● **DESCRIPTION OF THE TASK**: Pull out the lines running from the one containing "Specifically, locate headlight" through the one containing "left=238, top=58, right=276, bottom=97", both end lines included, and reproduce them exactly.

[Image region labeling rows]
####################

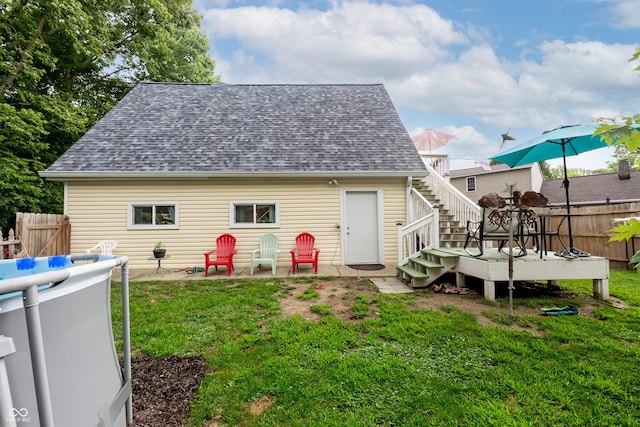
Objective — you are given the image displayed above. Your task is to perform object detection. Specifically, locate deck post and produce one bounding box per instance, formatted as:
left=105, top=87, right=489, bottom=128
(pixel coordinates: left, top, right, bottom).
left=593, top=279, right=609, bottom=301
left=483, top=280, right=496, bottom=301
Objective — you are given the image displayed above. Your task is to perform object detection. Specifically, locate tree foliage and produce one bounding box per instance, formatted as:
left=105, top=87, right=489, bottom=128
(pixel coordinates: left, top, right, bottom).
left=595, top=47, right=640, bottom=273
left=0, top=0, right=218, bottom=229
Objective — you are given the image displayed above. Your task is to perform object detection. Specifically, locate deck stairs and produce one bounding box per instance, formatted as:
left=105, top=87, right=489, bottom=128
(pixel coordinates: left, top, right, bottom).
left=396, top=168, right=480, bottom=288
left=396, top=249, right=459, bottom=288
left=412, top=178, right=466, bottom=248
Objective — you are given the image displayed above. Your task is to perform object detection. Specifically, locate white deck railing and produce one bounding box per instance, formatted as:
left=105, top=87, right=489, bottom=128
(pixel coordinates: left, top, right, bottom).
left=425, top=164, right=481, bottom=231
left=398, top=188, right=440, bottom=265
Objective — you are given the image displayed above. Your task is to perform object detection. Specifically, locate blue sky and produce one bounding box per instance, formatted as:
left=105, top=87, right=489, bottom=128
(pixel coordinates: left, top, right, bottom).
left=194, top=0, right=640, bottom=168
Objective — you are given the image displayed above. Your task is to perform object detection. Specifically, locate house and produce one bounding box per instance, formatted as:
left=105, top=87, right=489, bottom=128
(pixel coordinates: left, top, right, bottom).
left=41, top=82, right=426, bottom=269
left=540, top=170, right=640, bottom=206
left=451, top=163, right=546, bottom=201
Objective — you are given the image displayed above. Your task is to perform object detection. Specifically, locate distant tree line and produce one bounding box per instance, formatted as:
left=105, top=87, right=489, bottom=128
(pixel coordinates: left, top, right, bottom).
left=0, top=0, right=219, bottom=230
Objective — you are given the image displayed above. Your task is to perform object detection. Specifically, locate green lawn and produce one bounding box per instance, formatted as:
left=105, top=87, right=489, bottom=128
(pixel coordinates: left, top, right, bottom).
left=113, top=270, right=640, bottom=427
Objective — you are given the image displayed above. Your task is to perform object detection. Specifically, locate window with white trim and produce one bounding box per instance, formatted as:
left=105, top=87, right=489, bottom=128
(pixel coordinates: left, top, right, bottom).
left=467, top=176, right=476, bottom=192
left=127, top=202, right=180, bottom=229
left=229, top=200, right=280, bottom=228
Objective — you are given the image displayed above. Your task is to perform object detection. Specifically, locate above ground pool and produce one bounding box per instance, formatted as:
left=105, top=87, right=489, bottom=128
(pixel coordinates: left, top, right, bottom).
left=0, top=254, right=132, bottom=427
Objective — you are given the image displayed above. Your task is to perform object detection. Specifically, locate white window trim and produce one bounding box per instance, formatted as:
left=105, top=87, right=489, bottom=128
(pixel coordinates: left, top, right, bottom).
left=127, top=200, right=180, bottom=230
left=466, top=176, right=478, bottom=193
left=229, top=200, right=280, bottom=228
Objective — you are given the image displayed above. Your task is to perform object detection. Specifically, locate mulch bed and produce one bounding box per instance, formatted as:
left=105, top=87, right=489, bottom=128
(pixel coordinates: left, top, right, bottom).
left=131, top=356, right=207, bottom=427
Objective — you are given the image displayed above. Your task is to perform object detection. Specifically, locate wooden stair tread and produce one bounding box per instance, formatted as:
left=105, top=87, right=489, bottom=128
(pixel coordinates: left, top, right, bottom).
left=396, top=265, right=429, bottom=279
left=409, top=258, right=444, bottom=268
left=422, top=249, right=460, bottom=258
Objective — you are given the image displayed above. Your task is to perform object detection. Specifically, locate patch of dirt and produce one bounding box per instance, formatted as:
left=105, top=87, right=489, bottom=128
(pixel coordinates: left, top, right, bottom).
left=249, top=396, right=276, bottom=415
left=130, top=356, right=207, bottom=427
left=280, top=277, right=624, bottom=335
left=131, top=277, right=626, bottom=427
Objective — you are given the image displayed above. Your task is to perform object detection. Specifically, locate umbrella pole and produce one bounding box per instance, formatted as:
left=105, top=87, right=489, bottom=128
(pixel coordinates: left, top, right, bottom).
left=562, top=140, right=591, bottom=257
left=562, top=142, right=573, bottom=253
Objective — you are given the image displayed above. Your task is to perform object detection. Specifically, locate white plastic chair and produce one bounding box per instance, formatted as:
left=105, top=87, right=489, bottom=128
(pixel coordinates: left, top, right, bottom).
left=87, top=240, right=118, bottom=255
left=249, top=233, right=280, bottom=274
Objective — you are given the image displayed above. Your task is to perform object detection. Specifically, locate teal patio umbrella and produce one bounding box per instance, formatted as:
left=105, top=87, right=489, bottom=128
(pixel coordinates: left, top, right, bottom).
left=492, top=124, right=607, bottom=256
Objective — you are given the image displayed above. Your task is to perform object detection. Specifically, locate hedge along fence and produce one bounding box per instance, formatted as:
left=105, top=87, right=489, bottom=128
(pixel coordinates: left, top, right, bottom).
left=539, top=202, right=640, bottom=268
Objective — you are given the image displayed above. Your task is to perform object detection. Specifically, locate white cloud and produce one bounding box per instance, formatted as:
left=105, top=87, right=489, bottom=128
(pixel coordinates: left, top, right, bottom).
left=196, top=0, right=640, bottom=171
left=611, top=0, right=640, bottom=29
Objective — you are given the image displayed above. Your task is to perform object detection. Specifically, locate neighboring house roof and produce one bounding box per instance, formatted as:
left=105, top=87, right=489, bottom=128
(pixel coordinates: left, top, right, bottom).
left=540, top=171, right=640, bottom=204
left=41, top=82, right=426, bottom=180
left=451, top=163, right=534, bottom=178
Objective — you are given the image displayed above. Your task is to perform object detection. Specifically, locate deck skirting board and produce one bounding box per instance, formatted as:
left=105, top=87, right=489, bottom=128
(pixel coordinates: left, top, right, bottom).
left=444, top=250, right=609, bottom=301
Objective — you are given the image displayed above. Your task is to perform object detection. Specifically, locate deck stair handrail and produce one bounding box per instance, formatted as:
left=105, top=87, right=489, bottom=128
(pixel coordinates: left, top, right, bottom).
left=397, top=188, right=440, bottom=265
left=425, top=164, right=482, bottom=231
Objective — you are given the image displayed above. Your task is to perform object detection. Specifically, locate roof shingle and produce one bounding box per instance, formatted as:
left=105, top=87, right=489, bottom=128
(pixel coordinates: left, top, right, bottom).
left=42, top=83, right=425, bottom=179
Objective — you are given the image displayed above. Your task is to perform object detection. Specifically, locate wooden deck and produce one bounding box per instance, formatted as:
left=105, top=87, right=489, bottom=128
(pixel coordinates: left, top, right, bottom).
left=438, top=248, right=609, bottom=301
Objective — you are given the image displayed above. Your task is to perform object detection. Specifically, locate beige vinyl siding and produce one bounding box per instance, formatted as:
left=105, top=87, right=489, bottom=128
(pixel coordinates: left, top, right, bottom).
left=66, top=177, right=406, bottom=269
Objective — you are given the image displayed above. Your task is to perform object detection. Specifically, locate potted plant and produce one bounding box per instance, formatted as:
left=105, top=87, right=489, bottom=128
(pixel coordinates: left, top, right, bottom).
left=153, top=241, right=167, bottom=258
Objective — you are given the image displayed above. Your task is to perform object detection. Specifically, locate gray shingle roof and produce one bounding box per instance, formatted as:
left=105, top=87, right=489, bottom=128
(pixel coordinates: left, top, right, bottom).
left=41, top=83, right=426, bottom=179
left=540, top=172, right=640, bottom=204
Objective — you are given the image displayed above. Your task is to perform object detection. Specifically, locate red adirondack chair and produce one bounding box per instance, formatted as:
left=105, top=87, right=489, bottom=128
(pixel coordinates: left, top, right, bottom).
left=204, top=234, right=238, bottom=277
left=291, top=233, right=320, bottom=274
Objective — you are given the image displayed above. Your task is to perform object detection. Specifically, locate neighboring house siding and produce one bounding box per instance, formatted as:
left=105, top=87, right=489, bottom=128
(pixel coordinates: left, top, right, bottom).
left=66, top=177, right=406, bottom=269
left=451, top=167, right=542, bottom=201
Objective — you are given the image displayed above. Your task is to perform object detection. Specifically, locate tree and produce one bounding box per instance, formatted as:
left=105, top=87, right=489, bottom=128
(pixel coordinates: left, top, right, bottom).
left=0, top=0, right=219, bottom=229
left=594, top=47, right=640, bottom=273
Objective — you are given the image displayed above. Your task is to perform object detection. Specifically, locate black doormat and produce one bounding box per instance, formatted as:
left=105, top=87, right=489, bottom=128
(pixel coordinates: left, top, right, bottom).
left=347, top=264, right=384, bottom=271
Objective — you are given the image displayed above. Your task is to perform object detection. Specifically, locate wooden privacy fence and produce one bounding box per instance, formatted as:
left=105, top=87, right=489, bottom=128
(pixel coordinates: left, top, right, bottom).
left=0, top=228, right=21, bottom=259
left=2, top=212, right=71, bottom=258
left=541, top=203, right=640, bottom=268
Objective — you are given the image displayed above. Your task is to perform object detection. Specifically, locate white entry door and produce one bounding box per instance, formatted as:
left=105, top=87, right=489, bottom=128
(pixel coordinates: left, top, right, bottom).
left=343, top=190, right=383, bottom=265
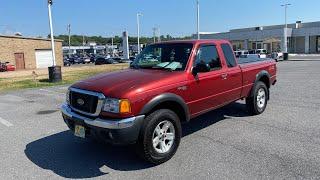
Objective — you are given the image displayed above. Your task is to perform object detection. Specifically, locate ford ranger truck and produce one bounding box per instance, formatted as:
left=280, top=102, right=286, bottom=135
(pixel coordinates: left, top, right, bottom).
left=61, top=40, right=277, bottom=164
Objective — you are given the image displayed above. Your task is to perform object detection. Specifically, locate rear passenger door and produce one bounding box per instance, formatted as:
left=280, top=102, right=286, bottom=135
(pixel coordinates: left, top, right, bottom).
left=221, top=43, right=242, bottom=102
left=187, top=44, right=225, bottom=116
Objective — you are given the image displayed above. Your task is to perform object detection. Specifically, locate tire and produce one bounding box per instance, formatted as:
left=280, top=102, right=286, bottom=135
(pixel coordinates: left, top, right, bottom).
left=136, top=109, right=182, bottom=165
left=246, top=81, right=269, bottom=115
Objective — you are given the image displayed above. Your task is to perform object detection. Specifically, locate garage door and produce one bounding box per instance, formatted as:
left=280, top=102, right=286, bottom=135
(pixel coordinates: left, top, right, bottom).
left=36, top=50, right=52, bottom=68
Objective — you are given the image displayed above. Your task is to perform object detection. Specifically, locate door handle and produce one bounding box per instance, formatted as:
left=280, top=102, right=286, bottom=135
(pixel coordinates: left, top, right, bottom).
left=221, top=74, right=228, bottom=79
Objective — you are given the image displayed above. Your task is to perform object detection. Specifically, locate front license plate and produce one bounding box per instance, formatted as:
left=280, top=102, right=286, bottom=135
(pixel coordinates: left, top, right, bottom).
left=74, top=125, right=86, bottom=138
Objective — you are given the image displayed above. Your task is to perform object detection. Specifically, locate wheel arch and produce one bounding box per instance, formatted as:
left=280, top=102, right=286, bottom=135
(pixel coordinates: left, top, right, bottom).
left=140, top=93, right=190, bottom=122
left=250, top=70, right=271, bottom=100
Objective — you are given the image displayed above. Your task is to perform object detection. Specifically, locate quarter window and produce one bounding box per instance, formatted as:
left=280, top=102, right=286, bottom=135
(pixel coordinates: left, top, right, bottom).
left=221, top=44, right=237, bottom=67
left=194, top=45, right=221, bottom=71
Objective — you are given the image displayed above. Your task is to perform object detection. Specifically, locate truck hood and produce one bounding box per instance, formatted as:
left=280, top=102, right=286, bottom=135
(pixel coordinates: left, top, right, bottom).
left=72, top=69, right=184, bottom=98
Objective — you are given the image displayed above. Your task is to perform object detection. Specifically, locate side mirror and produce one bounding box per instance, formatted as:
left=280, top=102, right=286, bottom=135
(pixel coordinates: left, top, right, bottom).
left=191, top=66, right=199, bottom=76
left=192, top=63, right=210, bottom=76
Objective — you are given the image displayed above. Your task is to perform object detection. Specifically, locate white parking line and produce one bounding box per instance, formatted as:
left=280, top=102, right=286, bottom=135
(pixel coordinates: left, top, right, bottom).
left=0, top=117, right=13, bottom=127
left=39, top=89, right=66, bottom=95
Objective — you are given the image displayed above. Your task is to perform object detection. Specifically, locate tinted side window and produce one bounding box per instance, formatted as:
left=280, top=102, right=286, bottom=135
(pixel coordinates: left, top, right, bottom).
left=221, top=44, right=237, bottom=67
left=194, top=45, right=221, bottom=71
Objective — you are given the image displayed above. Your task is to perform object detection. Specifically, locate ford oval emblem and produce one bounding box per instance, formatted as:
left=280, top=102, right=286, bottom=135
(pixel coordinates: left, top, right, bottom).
left=77, top=99, right=84, bottom=106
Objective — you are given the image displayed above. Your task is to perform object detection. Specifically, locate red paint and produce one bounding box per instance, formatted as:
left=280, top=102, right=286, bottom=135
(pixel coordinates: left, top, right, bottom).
left=73, top=40, right=276, bottom=118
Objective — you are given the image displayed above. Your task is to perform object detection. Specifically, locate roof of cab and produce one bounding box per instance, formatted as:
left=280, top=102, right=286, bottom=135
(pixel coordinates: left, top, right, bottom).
left=155, top=39, right=230, bottom=44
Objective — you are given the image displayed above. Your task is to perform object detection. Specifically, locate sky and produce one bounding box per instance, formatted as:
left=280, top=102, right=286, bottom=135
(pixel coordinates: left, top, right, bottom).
left=0, top=0, right=320, bottom=37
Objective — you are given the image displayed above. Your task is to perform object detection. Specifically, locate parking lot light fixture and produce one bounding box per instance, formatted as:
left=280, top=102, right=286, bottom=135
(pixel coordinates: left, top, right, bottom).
left=197, top=0, right=200, bottom=39
left=137, top=13, right=142, bottom=54
left=48, top=0, right=56, bottom=66
left=281, top=3, right=291, bottom=53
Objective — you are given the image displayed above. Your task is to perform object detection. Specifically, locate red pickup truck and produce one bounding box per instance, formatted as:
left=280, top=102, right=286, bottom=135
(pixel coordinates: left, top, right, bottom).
left=61, top=40, right=276, bottom=164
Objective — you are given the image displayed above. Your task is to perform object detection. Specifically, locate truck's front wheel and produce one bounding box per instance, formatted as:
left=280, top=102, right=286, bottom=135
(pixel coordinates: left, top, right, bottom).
left=137, top=109, right=181, bottom=164
left=246, top=81, right=269, bottom=115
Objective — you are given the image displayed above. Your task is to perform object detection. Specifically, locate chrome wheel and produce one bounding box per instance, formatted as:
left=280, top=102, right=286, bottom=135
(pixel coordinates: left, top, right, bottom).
left=152, top=120, right=175, bottom=153
left=257, top=88, right=266, bottom=109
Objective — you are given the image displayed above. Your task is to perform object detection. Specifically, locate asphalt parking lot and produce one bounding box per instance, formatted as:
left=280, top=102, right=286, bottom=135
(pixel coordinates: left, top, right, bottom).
left=0, top=59, right=320, bottom=180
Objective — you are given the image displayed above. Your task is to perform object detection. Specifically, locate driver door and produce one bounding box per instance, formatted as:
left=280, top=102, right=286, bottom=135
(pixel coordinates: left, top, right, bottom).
left=187, top=44, right=225, bottom=116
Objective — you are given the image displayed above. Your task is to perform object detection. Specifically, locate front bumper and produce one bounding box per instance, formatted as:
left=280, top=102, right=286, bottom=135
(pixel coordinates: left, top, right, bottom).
left=61, top=104, right=144, bottom=144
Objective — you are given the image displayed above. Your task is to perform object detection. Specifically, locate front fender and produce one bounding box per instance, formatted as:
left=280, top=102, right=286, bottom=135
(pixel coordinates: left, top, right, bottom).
left=140, top=93, right=190, bottom=121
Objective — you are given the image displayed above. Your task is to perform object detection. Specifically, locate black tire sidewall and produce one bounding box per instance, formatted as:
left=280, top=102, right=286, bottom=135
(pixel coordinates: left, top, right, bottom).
left=253, top=81, right=269, bottom=114
left=139, top=109, right=182, bottom=164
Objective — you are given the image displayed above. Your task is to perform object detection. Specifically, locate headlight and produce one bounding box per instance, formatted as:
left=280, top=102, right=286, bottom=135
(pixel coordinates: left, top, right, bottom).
left=103, top=98, right=131, bottom=113
left=66, top=89, right=70, bottom=104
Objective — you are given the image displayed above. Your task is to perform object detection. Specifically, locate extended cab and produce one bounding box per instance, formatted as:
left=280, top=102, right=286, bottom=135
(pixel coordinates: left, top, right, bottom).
left=61, top=40, right=276, bottom=164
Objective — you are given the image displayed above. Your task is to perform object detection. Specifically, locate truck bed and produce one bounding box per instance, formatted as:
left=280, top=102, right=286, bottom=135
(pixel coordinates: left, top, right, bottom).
left=238, top=58, right=272, bottom=64
left=238, top=58, right=276, bottom=97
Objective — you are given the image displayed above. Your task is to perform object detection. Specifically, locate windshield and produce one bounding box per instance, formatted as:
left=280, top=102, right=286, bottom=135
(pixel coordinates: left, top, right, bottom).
left=131, top=43, right=193, bottom=71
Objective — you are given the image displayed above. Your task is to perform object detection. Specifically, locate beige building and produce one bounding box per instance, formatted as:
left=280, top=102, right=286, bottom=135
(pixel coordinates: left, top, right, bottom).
left=0, top=35, right=63, bottom=70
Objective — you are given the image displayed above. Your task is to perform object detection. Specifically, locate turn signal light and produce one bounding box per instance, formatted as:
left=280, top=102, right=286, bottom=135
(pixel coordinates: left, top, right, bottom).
left=119, top=99, right=131, bottom=113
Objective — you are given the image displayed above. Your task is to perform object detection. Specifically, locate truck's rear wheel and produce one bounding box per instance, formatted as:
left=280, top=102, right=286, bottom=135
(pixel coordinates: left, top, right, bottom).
left=137, top=109, right=181, bottom=164
left=246, top=81, right=269, bottom=115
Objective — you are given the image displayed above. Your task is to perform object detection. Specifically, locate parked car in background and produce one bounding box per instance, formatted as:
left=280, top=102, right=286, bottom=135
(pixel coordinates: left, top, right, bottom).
left=255, top=49, right=267, bottom=58
left=111, top=57, right=126, bottom=63
left=63, top=59, right=71, bottom=66
left=89, top=54, right=96, bottom=63
left=94, top=56, right=110, bottom=65
left=82, top=56, right=91, bottom=64
left=234, top=50, right=249, bottom=58
left=0, top=62, right=16, bottom=72
left=271, top=52, right=283, bottom=62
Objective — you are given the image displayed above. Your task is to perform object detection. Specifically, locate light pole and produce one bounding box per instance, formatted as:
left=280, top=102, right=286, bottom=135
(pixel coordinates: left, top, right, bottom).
left=47, top=0, right=62, bottom=82
left=281, top=3, right=291, bottom=53
left=111, top=36, right=114, bottom=57
left=137, top=13, right=142, bottom=54
left=48, top=0, right=56, bottom=66
left=197, top=0, right=200, bottom=39
left=68, top=24, right=71, bottom=55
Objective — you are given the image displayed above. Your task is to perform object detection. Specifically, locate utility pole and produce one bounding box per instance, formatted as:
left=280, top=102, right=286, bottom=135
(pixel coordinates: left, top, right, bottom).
left=48, top=0, right=56, bottom=66
left=82, top=35, right=85, bottom=55
left=111, top=36, right=114, bottom=57
left=281, top=3, right=291, bottom=53
left=197, top=0, right=200, bottom=39
left=47, top=0, right=62, bottom=82
left=68, top=24, right=71, bottom=55
left=158, top=28, right=161, bottom=42
left=137, top=13, right=142, bottom=54
left=152, top=27, right=157, bottom=43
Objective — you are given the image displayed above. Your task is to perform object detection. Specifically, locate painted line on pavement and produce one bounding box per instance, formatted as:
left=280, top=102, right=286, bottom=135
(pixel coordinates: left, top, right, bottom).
left=39, top=89, right=66, bottom=95
left=0, top=117, right=13, bottom=127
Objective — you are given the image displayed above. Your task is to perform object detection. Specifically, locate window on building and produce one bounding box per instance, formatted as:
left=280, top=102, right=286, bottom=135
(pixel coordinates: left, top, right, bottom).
left=221, top=44, right=237, bottom=67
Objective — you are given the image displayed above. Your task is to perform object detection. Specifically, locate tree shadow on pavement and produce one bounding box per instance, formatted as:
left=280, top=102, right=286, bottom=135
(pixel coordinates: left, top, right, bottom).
left=24, top=103, right=249, bottom=179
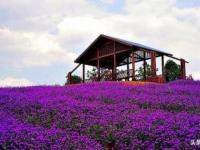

####################

● **IN RESPONSE**:
Objective — you are given the image displayed above. Your task is to perform object detection. Specifically, locate headlight and produce one bounding box per instance, formatted as:
left=280, top=102, right=286, bottom=135
(pixel coordinates: left, top, right, bottom).
left=103, top=98, right=131, bottom=113
left=66, top=89, right=70, bottom=104
Objective — you are given the image displayed above. Your task is to perform object detection. Specifically, locate extended cab and produce one bounding box per instance, formatted as:
left=280, top=102, right=286, bottom=135
(pixel coordinates: left, top, right, bottom).
left=61, top=40, right=276, bottom=164
Objective — you are given the image displayed above. Your task is to perform object detection. Specifically, locate truck bed and produce one bounding box per instance, formatted as:
left=280, top=102, right=286, bottom=135
(pixel coordinates: left, top, right, bottom).
left=238, top=58, right=272, bottom=64
left=238, top=58, right=276, bottom=97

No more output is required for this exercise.